What this task involves
Exactly reproduce each line of the listing that follows.

•••••

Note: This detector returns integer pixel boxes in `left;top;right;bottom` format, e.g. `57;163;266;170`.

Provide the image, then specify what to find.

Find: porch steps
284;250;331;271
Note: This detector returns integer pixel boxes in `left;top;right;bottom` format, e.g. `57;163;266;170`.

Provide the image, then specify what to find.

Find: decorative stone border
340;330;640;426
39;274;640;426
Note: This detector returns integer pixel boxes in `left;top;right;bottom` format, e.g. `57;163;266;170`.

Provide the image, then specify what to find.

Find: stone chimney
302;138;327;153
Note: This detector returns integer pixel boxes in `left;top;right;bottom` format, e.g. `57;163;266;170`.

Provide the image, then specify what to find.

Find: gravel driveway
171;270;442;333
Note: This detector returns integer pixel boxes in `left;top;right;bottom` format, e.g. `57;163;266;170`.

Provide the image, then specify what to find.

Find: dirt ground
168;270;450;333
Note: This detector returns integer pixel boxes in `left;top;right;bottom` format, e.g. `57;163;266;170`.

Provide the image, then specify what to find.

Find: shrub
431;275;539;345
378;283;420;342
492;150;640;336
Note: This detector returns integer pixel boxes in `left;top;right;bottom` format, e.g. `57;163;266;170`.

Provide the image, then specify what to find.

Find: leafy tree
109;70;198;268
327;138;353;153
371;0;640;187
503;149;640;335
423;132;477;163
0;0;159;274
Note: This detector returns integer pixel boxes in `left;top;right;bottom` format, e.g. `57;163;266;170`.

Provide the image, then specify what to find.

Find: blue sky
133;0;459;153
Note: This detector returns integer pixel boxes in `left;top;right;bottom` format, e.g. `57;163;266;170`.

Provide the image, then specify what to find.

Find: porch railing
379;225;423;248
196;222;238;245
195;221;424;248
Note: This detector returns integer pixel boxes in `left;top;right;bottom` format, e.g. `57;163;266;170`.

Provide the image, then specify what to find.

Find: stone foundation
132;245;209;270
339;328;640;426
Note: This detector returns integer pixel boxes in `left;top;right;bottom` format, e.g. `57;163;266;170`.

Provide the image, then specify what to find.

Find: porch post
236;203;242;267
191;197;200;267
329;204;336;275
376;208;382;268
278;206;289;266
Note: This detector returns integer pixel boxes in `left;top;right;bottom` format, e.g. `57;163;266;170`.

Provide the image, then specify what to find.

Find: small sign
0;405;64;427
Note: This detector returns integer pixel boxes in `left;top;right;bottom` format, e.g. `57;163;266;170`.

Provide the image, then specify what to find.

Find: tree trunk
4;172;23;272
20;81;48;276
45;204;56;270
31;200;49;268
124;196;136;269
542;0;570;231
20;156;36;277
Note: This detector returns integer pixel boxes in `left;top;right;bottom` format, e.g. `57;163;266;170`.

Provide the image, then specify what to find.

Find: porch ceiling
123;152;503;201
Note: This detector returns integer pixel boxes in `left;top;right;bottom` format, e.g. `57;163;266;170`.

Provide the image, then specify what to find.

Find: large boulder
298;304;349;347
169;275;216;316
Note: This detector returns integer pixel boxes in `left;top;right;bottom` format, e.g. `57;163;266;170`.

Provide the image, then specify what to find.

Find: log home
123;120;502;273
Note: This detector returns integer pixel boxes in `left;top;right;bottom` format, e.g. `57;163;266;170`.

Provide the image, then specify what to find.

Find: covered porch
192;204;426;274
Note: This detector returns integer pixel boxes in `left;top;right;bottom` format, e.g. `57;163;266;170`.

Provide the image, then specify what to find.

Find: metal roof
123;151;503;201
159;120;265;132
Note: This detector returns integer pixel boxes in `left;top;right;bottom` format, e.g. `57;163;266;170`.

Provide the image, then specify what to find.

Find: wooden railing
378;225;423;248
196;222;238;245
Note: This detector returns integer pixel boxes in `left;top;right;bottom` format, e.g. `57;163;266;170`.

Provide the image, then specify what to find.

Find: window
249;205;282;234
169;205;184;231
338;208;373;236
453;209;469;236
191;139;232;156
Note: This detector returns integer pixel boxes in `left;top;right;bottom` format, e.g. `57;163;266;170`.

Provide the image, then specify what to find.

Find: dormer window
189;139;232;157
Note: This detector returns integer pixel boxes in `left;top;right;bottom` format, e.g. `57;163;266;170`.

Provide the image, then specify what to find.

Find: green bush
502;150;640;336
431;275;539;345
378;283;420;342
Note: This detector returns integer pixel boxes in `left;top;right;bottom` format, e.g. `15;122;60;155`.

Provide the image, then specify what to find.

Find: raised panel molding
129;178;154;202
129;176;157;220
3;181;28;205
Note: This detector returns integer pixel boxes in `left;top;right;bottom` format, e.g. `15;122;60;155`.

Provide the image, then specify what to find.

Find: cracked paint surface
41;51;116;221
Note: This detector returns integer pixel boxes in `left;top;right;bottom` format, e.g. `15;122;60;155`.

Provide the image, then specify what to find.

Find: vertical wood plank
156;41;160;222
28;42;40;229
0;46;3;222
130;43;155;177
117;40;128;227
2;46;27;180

•••••

Exercise result
Note: This detector returns integer pixel boxes in `left;top;right;bottom` format, e.g. `57;163;266;170`.

Provide the image, then specify what to find.

Find: porch steps
284;250;331;271
Note: This detector returns integer pixel boxes in `left;top;right;bottom` format, e.g. `57;163;266;170`.

Provide the image, then specify what to find.

Find: decorative stone border
340;330;640;426
39;274;640;426
Note: This detector returns integer pixel boxes in `left;top;right;bottom` format, e.g. `57;163;266;170`.

Provide the image, then specify what to find.

Find: stone chimney
302;138;327;153
Note: This detector returns integer pixel boxes in `left;top;right;bottom` format, e.g. `57;163;266;170`.

Provide the image, then specify what to find.

Find: gravel driveway
171;270;442;333
Note: This detector returns integer pixel boxes in `left;top;right;bottom` format, e.g. `57;163;266;170`.

Provide the image, then specify what to find.

Find: dirt ground
168;270;450;333
Note: This detector returns integer pixel boxes in `left;top;right;bottom` format, e.g. `57;163;266;170`.

Provide the image, then specify what to find.

Find: shrub
431;275;539;345
378;283;420;342
492;150;640;336
Note: This detector returns integer pixel boxes in `left;top;right;bottom` format, e.g. `57;163;266;170`.

Provide the image, then specify what to find.

Find: leafy tree
109;70;198;268
327;138;353;153
371;0;640;187
503;149;640;335
423;132;477;163
0;0;159;274
Note: This detector returns integer pixel boxes in `left;top;right;bottom` format, e.g. `57;163;266;170`.

Provide the image, then specify what to find.

Find: blue sky
133;0;459;153
Note: This detector returns integer pixel boxes in `left;top;right;bottom` format, e.g. `57;163;266;170`.

Provide the image, then specify what to find.

Find: porch railing
379;225;423;248
196;222;238;245
195;221;424;248
Note: This detector returns integer pixel boxes in `left;top;right;bottom` format, e.g. `57;163;266;170`.

Provide the image, then specify what to find.

Find: stone foundation
132;245;209;270
339;328;640;426
Note: This detector returns integer pixel boxes in `left;top;right;bottom` format, e.g. `57;163;266;170`.

Provide the image, then specify what to find.

Find: porch post
236;203;242;267
191;197;200;267
329;204;336;275
376;208;382;268
278;206;289;266
Note: This detector returns integer pixel boxes in `left;top;right;bottom` format, e.g. `57;163;266;170`.

Provide the image, then specify what to find.

Find: small sign
0;405;64;427
Note: This detector returns integer pixel boxes in `left;top;right;bottom` format, e.g. `57;163;266;170`.

Provide the image, then specify what to find.

Find: tree trunk
4;172;23;272
20;81;48;276
45;204;56;270
31;200;49;268
124;196;136;269
542;0;570;231
20;156;36;277
Note: This detector returns integer pixel boxes in `left;top;right;bottom` format, e.g. `57;163;266;170`.

Provide the image, then specify what to find.

Find: porch ceiling
123;152;503;201
Note: This detector returns integer pixel boxes in `left;top;right;bottom` format, e.g. `57;163;266;170`.

Provide the image, then specify what to find.

Find: large boulder
298;304;349;347
169;275;216;316
Note: This detector returns integer pixel boxes in `left;top;right;bottom` format, e.g. `57;163;266;170`.

Provide the image, then specify what to find.

Find: log home
123;120;502;273
Note: This detector returns integer pixel boxes in `left;top;right;bottom` format, e.g. `57;163;266;170`.

Provide the image, then specify what to find.

Find: covered porch
192;204;426;274
Note: This detector returns integer pixel boxes in `left;top;right;bottom` format, e.g. `57;163;266;170`.

Provide the image, then specify what to find.

Find: metal roof
123;151;503;201
159;120;265;132
Note: This detector returns integer pixel boxes in `left;top;right;bottom` format, e.g. `57;163;266;170`.

Provide the image, then specify what to find.

Find: wooden railing
378;225;423;248
196;222;238;245
Note: This detector returns integer pixel boxes in `left;top;right;bottom` format, e.g. `57;163;266;170`.

Provide the image, then specify what to find.

Find: window
249;205;282;234
169;205;184;231
338;208;373;236
453;209;469;236
191;139;232;156
Note: This detector returns integer pixel boxes in `left;top;right;bottom` format, e.g. `57;163;266;170`.

Provide the image, then specify what to find.

Find: dormer window
189;139;232;157
Note: This detector returns integer pixel boxes in `left;top;right;bottom` format, e.g. `57;163;266;170`.

Provide the image, then specify what to find.

Find: green bush
502;150;640;336
431;275;539;345
378;283;420;342
Note: This detector returns integer pixel boxes in `left;top;right;bottom` format, e.g. `15;122;60;155`.

Provide the image, then specify what to find.

Find: raised panel molding
129;178;154;202
129;176;157;220
3;181;28;205
Note: This detector returns integer pixel boxes in `left;top;right;bottom` format, e.g. `15;122;60;155`.

Provide the image, then specify what to find.

Find: cracked paint surface
41;51;116;221
Note: This detector returns integer pixel boxes in `left;top;right;bottom` format, e.g. `15;122;60;155`.

Provide the image, then specify what to find.

Find: vertical wood plank
156;41;160;222
28;42;40;229
0;46;3;222
130;43;155;177
117;40;128;227
2;46;27;180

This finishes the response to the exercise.